▶ _Exercise aim_
Give the entries again, word for word.

*** Block opens ***

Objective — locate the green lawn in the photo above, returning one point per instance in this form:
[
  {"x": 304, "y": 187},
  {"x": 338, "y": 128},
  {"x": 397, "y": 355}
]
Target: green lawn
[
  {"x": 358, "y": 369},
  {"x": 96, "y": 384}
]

*** Block closes ***

▶ _Task response_
Objective — locate the green lawn in the photo above, returning one point per instance in this form:
[
  {"x": 304, "y": 187},
  {"x": 338, "y": 128},
  {"x": 397, "y": 355}
]
Target: green lawn
[
  {"x": 358, "y": 369},
  {"x": 96, "y": 384}
]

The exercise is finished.